Provided material:
....
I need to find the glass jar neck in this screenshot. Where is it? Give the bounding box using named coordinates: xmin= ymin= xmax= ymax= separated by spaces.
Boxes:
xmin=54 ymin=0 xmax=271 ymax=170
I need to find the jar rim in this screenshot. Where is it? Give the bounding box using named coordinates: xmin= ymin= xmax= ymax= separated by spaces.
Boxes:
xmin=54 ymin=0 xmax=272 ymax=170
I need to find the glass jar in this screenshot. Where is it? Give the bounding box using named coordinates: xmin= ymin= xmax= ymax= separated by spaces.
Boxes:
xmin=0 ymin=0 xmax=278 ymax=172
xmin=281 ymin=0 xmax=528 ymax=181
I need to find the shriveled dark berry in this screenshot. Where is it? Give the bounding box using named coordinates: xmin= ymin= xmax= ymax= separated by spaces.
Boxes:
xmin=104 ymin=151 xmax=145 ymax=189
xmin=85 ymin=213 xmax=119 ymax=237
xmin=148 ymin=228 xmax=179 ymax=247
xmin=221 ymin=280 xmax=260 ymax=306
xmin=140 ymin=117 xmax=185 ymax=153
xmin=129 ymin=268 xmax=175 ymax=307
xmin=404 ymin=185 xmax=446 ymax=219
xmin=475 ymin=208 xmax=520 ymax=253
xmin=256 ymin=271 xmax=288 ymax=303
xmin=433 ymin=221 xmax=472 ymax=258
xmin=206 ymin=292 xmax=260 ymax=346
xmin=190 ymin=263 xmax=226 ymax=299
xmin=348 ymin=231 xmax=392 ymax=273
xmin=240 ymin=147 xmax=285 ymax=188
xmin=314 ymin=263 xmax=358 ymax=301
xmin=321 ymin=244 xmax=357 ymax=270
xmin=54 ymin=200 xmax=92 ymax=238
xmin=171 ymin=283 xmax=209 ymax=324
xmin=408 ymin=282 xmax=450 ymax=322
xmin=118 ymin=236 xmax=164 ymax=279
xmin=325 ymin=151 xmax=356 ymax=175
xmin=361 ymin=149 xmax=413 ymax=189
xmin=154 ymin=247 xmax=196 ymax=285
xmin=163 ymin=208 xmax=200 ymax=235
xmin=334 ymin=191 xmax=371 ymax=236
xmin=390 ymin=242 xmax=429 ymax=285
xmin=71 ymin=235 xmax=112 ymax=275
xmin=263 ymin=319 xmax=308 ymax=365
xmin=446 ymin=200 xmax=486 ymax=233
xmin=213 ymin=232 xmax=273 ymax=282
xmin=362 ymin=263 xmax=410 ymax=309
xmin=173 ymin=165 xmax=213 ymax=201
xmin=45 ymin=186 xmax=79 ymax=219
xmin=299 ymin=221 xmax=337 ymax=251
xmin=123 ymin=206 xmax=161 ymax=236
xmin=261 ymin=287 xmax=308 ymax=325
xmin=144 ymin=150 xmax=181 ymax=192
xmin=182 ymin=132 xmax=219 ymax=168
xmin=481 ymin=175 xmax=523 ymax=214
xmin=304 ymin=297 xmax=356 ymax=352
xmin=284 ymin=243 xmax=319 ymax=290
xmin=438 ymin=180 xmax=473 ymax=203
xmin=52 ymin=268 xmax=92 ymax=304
....
Rewrite all of the records above, swapping "glass jar" for "mason jar" everywhere it occurs and leaving everything else untouched.

Reply to the exercise:
I need to find the mason jar neck in this screenshot. Where is it? Give the bounding box using named coordinates: xmin= ymin= xmax= ymax= separated by spaces.
Boxes:
xmin=54 ymin=0 xmax=271 ymax=170
I need to find the jar rim in this screenshot. Where is it? Give the bounding box using named coordinates: xmin= ymin= xmax= ymax= separated by spaces.
Boxes:
xmin=54 ymin=0 xmax=272 ymax=170
I need to find the mason jar in this screenshot. Where is it? Give the bounding box using named coordinates: xmin= ymin= xmax= ymax= separated by spaces.
Boxes:
xmin=0 ymin=0 xmax=278 ymax=172
xmin=281 ymin=0 xmax=528 ymax=181
I need to find the shriveled dark berry in this screenshot. Where is it? Give the bounding box using named coordinates: xmin= ymin= xmax= ymax= separated by spaces.
Boxes:
xmin=104 ymin=151 xmax=145 ymax=189
xmin=85 ymin=213 xmax=119 ymax=237
xmin=148 ymin=228 xmax=179 ymax=247
xmin=221 ymin=280 xmax=260 ymax=306
xmin=140 ymin=117 xmax=185 ymax=153
xmin=129 ymin=268 xmax=175 ymax=307
xmin=404 ymin=185 xmax=446 ymax=219
xmin=475 ymin=208 xmax=520 ymax=253
xmin=256 ymin=271 xmax=288 ymax=303
xmin=433 ymin=221 xmax=472 ymax=258
xmin=206 ymin=292 xmax=260 ymax=346
xmin=190 ymin=263 xmax=226 ymax=299
xmin=348 ymin=231 xmax=392 ymax=273
xmin=240 ymin=147 xmax=285 ymax=188
xmin=314 ymin=263 xmax=358 ymax=301
xmin=321 ymin=244 xmax=357 ymax=270
xmin=54 ymin=200 xmax=92 ymax=238
xmin=171 ymin=283 xmax=209 ymax=324
xmin=408 ymin=282 xmax=450 ymax=322
xmin=118 ymin=236 xmax=164 ymax=279
xmin=325 ymin=151 xmax=356 ymax=175
xmin=361 ymin=149 xmax=413 ymax=189
xmin=154 ymin=247 xmax=196 ymax=285
xmin=163 ymin=208 xmax=200 ymax=235
xmin=334 ymin=191 xmax=371 ymax=236
xmin=390 ymin=242 xmax=429 ymax=285
xmin=71 ymin=235 xmax=112 ymax=275
xmin=263 ymin=319 xmax=308 ymax=365
xmin=446 ymin=200 xmax=486 ymax=233
xmin=213 ymin=232 xmax=273 ymax=282
xmin=362 ymin=263 xmax=410 ymax=309
xmin=173 ymin=165 xmax=213 ymax=201
xmin=45 ymin=186 xmax=79 ymax=219
xmin=299 ymin=221 xmax=337 ymax=251
xmin=123 ymin=206 xmax=161 ymax=236
xmin=261 ymin=287 xmax=308 ymax=325
xmin=144 ymin=150 xmax=181 ymax=192
xmin=182 ymin=132 xmax=219 ymax=168
xmin=481 ymin=175 xmax=523 ymax=214
xmin=304 ymin=297 xmax=356 ymax=352
xmin=284 ymin=243 xmax=319 ymax=290
xmin=438 ymin=180 xmax=473 ymax=203
xmin=52 ymin=268 xmax=92 ymax=304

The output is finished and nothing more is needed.